20 dB feedback at 100 Hz (distortion divided by 10 at such frequency)
12 dB feedback between 54 Hz and 195 Hz (distortion divided by 4)
6 dB feedback between 35 Hz and 360 Hz (distortion divided by 2)....
Ah, I see where this is going. Curiously, it goes back to the very thing I've been harping on all along: goals. Different MF concepts are differentially suitable (by Leibniz or by Newton) to different parts of the sound compass. At higher frequencies, to obliterate hearable distortion. At lower frequencies, to obliterate the large resonance, without cutting distortion all that dramatically.

Indeed, if you wanted to make an extremely great two-driver little box, you might do just what steph_tsf has explained as the Cabasse approach. I never think about MF except for subs, but I see how Cabasse (and some of the wise persons on this thread) might think about producing great sound north of 120 Hz.

About Hombre's experiments with a piezo gizmo, might be great fun experimenting with a 10-cent crystal to make a $200 driver sound better (or if you are Philips, to make a $20 driver sound better). But in the DIY world, why not get an ACM accelerometer with spectacular specs for $25 on eBay?

Not easy to work with piezo crystal because of the challenging parameters involved. The device has very large resistances and impedances which might slip hither and yon with frequency. Then you are playing the crystal into a device with an input impedance that may be hard to characterize too. Phase on an oscilloscope doesn't need much prodding to start wandering about. Which what I think Hombre might be finding as an artefact of measurement.

Ben
 
@ Gnobuddy

I don't have a problem if you think it's utterly ridiculous, others may not 😉
Not at all, I absolutely don't think it's utterly ridiculous. I think it's an excellent hypothesis - an untested idea, but a perfectly good one. Then, you "throw it at the wall and see if it sticks", as one colourful Australian put it. In other words, test the hypothesis (by simulation and/or actual experiment) to see if it actually works, or not. Nature has a way of letting inconvenient facts ruin perfectly good hypothesis, to misquote some famous person. 😀

In this case, this particular hypothesis has occurred to lots of smart young engineers, so it has been tested - many times - in the past. I had exactly the same idea myself once, in my early twenties, when I first came up against a rather complicated servo system (it was used to accurately stabilize the frequency of a laser). My idea didn't work, and ended up in the idea scrapyard.

But IMHO it's still worth testing, or at least simulating - firstly as a learning tool, and secondly because it's always possible you're visualizing something new and different, and it will actually work.

■ INFORMATION SUPPLIED
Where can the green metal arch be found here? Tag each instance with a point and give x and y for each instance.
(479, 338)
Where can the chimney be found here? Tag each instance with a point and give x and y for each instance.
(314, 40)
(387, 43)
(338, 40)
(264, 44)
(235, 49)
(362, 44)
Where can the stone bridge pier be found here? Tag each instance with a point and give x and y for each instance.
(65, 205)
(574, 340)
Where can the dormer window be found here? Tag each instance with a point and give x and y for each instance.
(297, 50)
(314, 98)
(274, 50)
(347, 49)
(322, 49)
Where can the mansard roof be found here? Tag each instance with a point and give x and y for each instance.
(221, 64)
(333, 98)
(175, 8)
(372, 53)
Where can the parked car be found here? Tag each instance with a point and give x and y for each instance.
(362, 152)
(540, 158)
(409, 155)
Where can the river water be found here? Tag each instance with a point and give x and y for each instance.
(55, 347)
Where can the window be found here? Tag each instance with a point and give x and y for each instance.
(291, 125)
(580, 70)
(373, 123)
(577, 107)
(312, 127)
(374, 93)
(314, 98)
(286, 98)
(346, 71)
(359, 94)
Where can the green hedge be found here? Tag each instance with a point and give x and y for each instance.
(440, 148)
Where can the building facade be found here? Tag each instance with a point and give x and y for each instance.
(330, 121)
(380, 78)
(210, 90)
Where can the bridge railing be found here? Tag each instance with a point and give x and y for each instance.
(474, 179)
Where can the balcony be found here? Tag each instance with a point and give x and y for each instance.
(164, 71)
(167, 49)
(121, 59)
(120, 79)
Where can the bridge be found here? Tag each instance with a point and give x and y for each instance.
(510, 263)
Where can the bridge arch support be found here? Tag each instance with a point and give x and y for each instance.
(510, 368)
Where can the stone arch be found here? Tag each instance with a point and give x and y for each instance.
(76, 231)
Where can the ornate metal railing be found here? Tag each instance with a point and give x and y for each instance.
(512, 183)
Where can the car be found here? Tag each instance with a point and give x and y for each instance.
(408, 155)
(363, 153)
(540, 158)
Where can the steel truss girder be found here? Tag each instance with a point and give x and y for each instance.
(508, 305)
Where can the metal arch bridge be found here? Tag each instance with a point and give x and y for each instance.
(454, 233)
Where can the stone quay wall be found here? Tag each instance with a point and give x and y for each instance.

■ DIRECTIONS
In the forum excerpt, what was the complicated servo system used for? The listing is separate material, apart from the forum excerpt.

■ RESULT
It was used to accurately stabilize the frequency of a laser.